■ **Problem details**: Would you please write out each entry precisely as given?

▬▬▬▬▬▬▬▬▬▬

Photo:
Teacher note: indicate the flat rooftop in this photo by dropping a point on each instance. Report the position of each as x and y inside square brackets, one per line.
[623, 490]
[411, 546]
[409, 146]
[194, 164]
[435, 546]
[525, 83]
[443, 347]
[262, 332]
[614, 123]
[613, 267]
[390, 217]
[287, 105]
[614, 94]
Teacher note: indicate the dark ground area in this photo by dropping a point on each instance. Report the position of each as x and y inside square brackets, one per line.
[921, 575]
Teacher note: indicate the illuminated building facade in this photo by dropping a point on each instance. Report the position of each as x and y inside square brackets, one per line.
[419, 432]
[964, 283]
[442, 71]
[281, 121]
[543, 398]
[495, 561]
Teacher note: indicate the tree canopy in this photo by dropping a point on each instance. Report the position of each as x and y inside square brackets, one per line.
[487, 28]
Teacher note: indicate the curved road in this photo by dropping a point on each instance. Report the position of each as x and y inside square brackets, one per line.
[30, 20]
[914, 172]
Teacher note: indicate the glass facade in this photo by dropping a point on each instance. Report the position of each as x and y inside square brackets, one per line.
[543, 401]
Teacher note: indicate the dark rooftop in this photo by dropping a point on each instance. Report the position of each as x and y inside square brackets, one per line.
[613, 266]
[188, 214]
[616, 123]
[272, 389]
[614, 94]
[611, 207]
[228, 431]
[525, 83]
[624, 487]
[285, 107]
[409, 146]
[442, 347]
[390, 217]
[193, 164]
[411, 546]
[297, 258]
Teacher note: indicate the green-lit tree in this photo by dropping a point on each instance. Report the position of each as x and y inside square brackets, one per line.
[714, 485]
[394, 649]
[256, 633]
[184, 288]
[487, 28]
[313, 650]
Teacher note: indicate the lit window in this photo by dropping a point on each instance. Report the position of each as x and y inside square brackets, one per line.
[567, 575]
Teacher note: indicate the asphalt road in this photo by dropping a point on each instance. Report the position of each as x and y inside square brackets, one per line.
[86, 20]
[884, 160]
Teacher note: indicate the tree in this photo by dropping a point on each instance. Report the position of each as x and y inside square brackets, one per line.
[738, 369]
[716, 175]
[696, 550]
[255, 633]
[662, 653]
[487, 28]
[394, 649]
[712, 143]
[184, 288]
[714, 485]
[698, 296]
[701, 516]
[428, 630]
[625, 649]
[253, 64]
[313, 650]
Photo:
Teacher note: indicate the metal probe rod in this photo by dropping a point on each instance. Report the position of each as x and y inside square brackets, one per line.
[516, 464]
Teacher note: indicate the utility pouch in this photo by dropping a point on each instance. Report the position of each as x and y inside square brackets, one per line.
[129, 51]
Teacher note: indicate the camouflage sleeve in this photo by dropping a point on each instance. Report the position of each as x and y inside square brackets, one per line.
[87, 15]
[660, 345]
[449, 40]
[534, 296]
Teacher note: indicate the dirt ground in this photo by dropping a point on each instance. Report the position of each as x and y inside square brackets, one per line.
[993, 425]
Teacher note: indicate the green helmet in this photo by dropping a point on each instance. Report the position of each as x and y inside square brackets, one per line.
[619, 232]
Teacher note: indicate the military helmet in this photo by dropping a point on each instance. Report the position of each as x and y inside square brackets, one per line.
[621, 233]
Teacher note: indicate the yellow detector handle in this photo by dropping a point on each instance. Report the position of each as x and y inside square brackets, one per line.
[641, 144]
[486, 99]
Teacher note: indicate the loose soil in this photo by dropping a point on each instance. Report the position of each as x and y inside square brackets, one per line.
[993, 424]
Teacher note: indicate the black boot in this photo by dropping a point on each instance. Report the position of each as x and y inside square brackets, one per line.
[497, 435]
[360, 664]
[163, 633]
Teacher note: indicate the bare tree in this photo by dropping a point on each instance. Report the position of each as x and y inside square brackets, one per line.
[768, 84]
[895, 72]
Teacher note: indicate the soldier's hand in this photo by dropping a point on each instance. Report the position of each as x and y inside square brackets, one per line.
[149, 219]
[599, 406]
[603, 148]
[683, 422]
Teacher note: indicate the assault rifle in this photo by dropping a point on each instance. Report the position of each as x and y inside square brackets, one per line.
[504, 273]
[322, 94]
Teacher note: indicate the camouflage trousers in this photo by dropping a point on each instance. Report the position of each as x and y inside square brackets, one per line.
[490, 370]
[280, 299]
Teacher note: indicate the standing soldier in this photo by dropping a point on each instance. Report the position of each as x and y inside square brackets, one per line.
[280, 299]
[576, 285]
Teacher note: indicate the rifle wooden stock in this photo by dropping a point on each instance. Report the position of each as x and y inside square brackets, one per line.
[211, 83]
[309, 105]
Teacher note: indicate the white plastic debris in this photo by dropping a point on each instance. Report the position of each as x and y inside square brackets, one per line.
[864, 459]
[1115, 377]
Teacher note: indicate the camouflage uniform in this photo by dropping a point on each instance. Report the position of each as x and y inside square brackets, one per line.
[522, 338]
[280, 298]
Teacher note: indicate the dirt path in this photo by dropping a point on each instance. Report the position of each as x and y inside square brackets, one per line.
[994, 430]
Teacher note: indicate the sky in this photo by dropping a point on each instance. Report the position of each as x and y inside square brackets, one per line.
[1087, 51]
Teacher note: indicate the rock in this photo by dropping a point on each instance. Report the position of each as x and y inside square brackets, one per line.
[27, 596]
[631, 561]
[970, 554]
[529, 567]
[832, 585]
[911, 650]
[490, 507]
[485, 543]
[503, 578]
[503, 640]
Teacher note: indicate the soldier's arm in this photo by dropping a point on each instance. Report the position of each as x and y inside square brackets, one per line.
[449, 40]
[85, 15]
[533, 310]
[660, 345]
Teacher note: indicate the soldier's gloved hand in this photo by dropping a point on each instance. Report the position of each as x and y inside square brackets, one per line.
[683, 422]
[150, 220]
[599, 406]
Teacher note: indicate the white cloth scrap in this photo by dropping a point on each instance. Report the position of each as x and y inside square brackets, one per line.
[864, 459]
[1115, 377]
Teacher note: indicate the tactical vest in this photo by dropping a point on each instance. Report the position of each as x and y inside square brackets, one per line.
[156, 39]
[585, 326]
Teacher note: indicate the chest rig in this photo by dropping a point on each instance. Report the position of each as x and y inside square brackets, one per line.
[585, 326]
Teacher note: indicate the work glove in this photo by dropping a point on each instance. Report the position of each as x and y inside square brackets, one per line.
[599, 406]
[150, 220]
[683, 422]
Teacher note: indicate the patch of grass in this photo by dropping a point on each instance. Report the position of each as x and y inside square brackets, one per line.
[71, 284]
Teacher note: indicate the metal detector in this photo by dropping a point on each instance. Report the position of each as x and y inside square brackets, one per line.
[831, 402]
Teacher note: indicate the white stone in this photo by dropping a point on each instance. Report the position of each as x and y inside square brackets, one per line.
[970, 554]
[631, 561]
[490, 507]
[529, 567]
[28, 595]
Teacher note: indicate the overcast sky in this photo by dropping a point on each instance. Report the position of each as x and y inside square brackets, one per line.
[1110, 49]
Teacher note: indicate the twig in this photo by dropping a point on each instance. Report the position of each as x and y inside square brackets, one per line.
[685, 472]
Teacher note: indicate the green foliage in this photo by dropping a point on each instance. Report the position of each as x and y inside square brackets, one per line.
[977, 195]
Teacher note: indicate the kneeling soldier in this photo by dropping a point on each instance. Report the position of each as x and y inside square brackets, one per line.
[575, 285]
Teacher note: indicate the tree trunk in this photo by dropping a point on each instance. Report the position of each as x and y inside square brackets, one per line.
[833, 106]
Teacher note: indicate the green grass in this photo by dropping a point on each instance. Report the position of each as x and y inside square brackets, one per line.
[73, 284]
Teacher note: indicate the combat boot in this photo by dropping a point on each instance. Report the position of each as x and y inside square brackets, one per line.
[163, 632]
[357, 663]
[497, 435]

▬▬▬▬▬▬▬▬▬▬

■ **Exercise solution**:
Photo:
Teacher note: indicate the flat rooftop in this photo by dropping a point on each instance. Report the position of each as x and y inside square brackets, one per line.
[623, 490]
[411, 546]
[409, 146]
[194, 164]
[435, 546]
[525, 83]
[443, 347]
[262, 332]
[614, 123]
[613, 267]
[390, 217]
[287, 105]
[614, 94]
Teacher note: indicate the dark ground area in this photo by dropping a point on each instance. Report the position of each as x and y inside square brackets, one per line.
[921, 575]
Teacher note: indicate the illuminated building facade in this photo by dropping a point on each instance. Report the position of each as x and y inside square brackets, one per line.
[419, 432]
[964, 283]
[442, 71]
[281, 121]
[543, 398]
[495, 561]
Teacher note: indicate the tree canopy in this photo by dropping a point on each instance. Report the position of each as x and y inside square brackets, one per line.
[487, 28]
Teacher note: indicate the curved road in this photo by dropping a point on each instance. Report the position of each as x and y inside square brackets, one per line.
[30, 20]
[914, 172]
Teacher note: indicate the glass facade in this photo by dropping a point on each instance. Report the position of each as x and y inside square brackets, one per line.
[543, 401]
Teacher note: indicate the dark rooftop in this photo by dropping a point on each instance. Report the position of each as x and y inside square brackets, one per line.
[613, 266]
[188, 214]
[616, 123]
[272, 389]
[614, 94]
[611, 207]
[228, 431]
[525, 83]
[624, 487]
[285, 107]
[409, 146]
[442, 347]
[390, 217]
[193, 164]
[411, 546]
[297, 258]
Teacher note: indicate the green-lit tree in this photo by dropping a point on each instance. Report the position of each as x and y inside square brackets, one per line.
[714, 485]
[394, 649]
[256, 633]
[184, 288]
[487, 28]
[313, 650]
Teacher note: indicate the lit window in this photo by dropping a point on each instance. Report the position of each as x and y inside square brackets, one per line.
[567, 575]
Teacher note: indicate the asphalt road in this photo by dropping a point on each instance. Report the position of each as x and y inside square brackets, one per line.
[86, 20]
[884, 160]
Teacher note: indicate the tree in this photo by dropping a point on each instance. Report the position of each as x and y inside square brackets, one per line.
[738, 369]
[716, 175]
[696, 550]
[255, 633]
[662, 653]
[487, 28]
[394, 649]
[712, 143]
[184, 288]
[714, 485]
[698, 296]
[701, 516]
[428, 630]
[625, 649]
[253, 64]
[313, 650]
Photo:
Teacher note: indicate the metal probe rod in this photo by dropping a point on each instance. Report the position of each as x and y inside square brackets, one per line.
[516, 464]
Teacher note: indicate the utility pouch in this photo by dropping a point on each instance. Report the position of each as x and y inside square brackets, one per line.
[129, 51]
Teacher note: indicate the camouflage sleeve in this photo by dropping a point on each instance. Report the position of each as x and y inside square brackets, one per line.
[87, 15]
[660, 345]
[449, 40]
[534, 296]
Teacher note: indicate the dirt ground in this photo by dropping a point on each instance. Report the position of each as x and y inside square brackets, one per line.
[993, 425]
Teacher note: indicate the green helmet in this photo by dropping a point on each instance. Report the position of each as x and y inside square brackets, one per line.
[619, 232]
Teacher note: indicate the military helmet in this photo by dropping a point on each instance. Report the position of each as x and y inside square brackets, one per line.
[621, 233]
Teacher note: indicate the yellow detector handle in this photo by dropping a point on each instance. Report the position of each as x and y inside square brackets, one per line.
[641, 144]
[486, 99]
Teacher note: indicate the loose soil in this photo by dropping a point on each instance. Report the position of each as x and y inside square brackets, one per line.
[993, 424]
Teacher note: indicate the black boot in this photo by dropping a point on each instance. Report the position of each as x and y inside square brackets, one per line.
[497, 435]
[360, 664]
[163, 633]
Teacher note: indicate the bare tree in this photo by dropping a point on each instance. Report the position of each as x and y inside square brackets, one per line.
[768, 84]
[895, 72]
Teacher note: indicate the soldier's hand in this photo by dropping a point on each instance. Report the position of each as x and y inside square brackets, one per line.
[149, 219]
[599, 406]
[603, 148]
[683, 422]
Teacher note: indicate the assault rifle in this photo by dropping a point on each instance. Report the position of each as x and y inside square brackets, one per line.
[504, 273]
[322, 94]
Teacher note: indicate the camouflage trousers in this photo by dropping a point on each instance. Report the position of each as x and y inside square brackets, one per line.
[490, 370]
[280, 299]
Teacher note: indicate the standing soldier in this photo by dropping a point on each instance. Report the position of each as x and y inside square brackets, one per line.
[280, 299]
[576, 285]
Teacher note: indicate the rifle wooden stock in this photo by dropping a point on each instance. Report the position of each as x and y inside square brackets, one per line.
[211, 83]
[309, 105]
Teacher note: indicate the white plastic debris in this photo by dropping a point on each instance. Report the position of each as x and y inside square brackets, one per line.
[864, 459]
[1115, 377]
Teacher note: indicate the camouflage uniform in this photo by dropping a point on each instance. Report the position of each as x and y inside square brackets, one per line.
[522, 338]
[280, 298]
Teacher note: indicate the dirt path in this photo by dropping a point on each instance. Report the position of each as x and y inside square brackets, one per line.
[994, 430]
Teacher note: indicate the sky in this photo by dropping a point on each instance. Report the position of each as x and y inside square brackets, one per line.
[1087, 51]
Teacher note: indicate the rock in this photo by dropping a point on each instance. Report the position of each as x and y inside square brackets, one per line.
[27, 596]
[631, 561]
[970, 554]
[529, 567]
[832, 585]
[911, 650]
[490, 507]
[485, 543]
[503, 578]
[503, 640]
Teacher note: indicate the soldier's arm in this photo by dropping a point on each instance. Report the position of each as x and y inside square brackets, one per line.
[449, 40]
[85, 15]
[533, 310]
[660, 345]
Teacher note: indicate the soldier's gloved hand in this photo by dropping a point on each instance. Report the position of each as x and y inside square brackets, one per line.
[683, 422]
[150, 220]
[599, 406]
Teacher note: indicate the white cloth scrap in this photo by dropping a point on each instance. Report the position of each as x and y inside square brackets, one per line.
[864, 459]
[1115, 377]
Teacher note: indicate the tactical vest in this photo by dropping a point on each instance. Report the position of each as x and y inside square brackets, one per line.
[156, 39]
[585, 326]
Teacher note: indicate the chest rig in this photo by dropping a point on each instance. Report the position of each as x and y inside square brackets, one per line.
[585, 326]
Teacher note: indicate the work glove in this photo by dropping a point on each instance. Report the position of each as x and y inside square brackets, one per line.
[599, 406]
[150, 220]
[683, 422]
Teacher note: indicate the patch of grass in this photo by dropping a point on each instance. Report the position of each as x and y inside square brackets, one per line.
[71, 284]
Teacher note: indicate the metal detector in this photo by dropping a point on each instance. Report the position of each as x and y inside square brackets, one per line.
[831, 402]
Teacher note: indicate the white stone in this photo by dropping a point on each instance. Report the position of each as x and y inside square brackets, one per line.
[970, 554]
[631, 561]
[490, 507]
[529, 567]
[28, 595]
Teacher note: indicate the overcast sky in this photo by dropping a point on each instance. Report the position of each as x and y inside square brackets, one per line.
[1110, 49]
Teacher note: indicate the twig in this photo by dropping a point on each instance. Report the position of each as x and y inside square brackets, one per line.
[685, 472]
Teacher note: indicate the green foliage in this photo by dropping a point on each instance. Report the position of each as x and y inside square brackets, one per line.
[977, 195]
Teacher note: indicate the kneeling soldier in this photo by dropping a point on each instance. Report the position of each as x and y inside square brackets, one per line.
[575, 285]
Teacher note: indicate the tree trunk in this photo by dropping a point on each instance. Report the position of each as x and y inside square brackets, one per line.
[833, 106]
Teacher note: indicate the green grass in this photo by dropping a point on each instance. Report the position of each as x and y inside square brackets, one per line.
[73, 284]
Teacher note: indicate the combat boot in this photo by dropping a point on each instance. Report the position of each as x and y inside square brackets, one per line.
[163, 632]
[357, 663]
[497, 435]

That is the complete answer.